- [Saved entries]
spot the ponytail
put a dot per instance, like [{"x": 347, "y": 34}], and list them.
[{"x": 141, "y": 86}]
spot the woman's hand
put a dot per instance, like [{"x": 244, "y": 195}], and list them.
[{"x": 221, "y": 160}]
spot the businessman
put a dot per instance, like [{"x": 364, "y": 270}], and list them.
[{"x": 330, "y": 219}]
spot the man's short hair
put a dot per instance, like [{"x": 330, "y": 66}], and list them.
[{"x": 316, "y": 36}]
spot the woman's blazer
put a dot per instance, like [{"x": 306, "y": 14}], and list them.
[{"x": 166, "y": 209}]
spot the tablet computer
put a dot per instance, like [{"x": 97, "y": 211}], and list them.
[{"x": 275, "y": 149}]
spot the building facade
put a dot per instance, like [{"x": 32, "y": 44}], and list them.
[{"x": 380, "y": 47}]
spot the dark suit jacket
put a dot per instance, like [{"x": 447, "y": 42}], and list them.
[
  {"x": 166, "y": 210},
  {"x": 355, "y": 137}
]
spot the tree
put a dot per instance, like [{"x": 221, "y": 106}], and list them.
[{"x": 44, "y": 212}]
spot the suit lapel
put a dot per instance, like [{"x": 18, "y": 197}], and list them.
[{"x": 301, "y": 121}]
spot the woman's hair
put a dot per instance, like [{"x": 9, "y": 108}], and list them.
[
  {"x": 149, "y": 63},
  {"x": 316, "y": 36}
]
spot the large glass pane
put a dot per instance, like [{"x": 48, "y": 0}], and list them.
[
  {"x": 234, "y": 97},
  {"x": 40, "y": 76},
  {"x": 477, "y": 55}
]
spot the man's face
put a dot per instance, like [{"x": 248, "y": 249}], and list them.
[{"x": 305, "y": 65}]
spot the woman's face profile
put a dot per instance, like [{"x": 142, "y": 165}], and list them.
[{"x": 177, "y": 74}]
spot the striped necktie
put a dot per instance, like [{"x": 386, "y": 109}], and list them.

- [EXERCISE REQUIREMENTS]
Here the answer is the exact run of lines above, from the line with "spot the building facade" down to the last, and nothing else.

- [TASK OUTPUT]
spot the building facade
put a dot per instance, like [{"x": 32, "y": 44}], and list them.
[{"x": 380, "y": 47}]
spot the dark suit jacket
put a dot per instance, like [{"x": 447, "y": 42}], and list them.
[
  {"x": 166, "y": 210},
  {"x": 355, "y": 137}
]
spot the tree
put a dot per instance, like [{"x": 221, "y": 106}], and list them.
[{"x": 44, "y": 212}]
spot the suit lapel
put a dot per instance, like [{"x": 18, "y": 197}], and list them.
[{"x": 301, "y": 121}]
spot the woman's hair
put a dot per instance, like [{"x": 9, "y": 108}], and list them.
[
  {"x": 149, "y": 63},
  {"x": 316, "y": 36}
]
spot the large glass pane
put a dot per instance, like [{"x": 48, "y": 0}], and list them.
[
  {"x": 234, "y": 97},
  {"x": 40, "y": 76},
  {"x": 477, "y": 55}
]
spot the man's face
put a dot per instance, like [{"x": 248, "y": 249}], and list them.
[{"x": 305, "y": 65}]
spot the woman's face profile
put a dot per instance, like [{"x": 142, "y": 165}], and list them.
[{"x": 177, "y": 74}]
spot the striped necktie
put a dot per instance, like [{"x": 386, "y": 109}], and list them.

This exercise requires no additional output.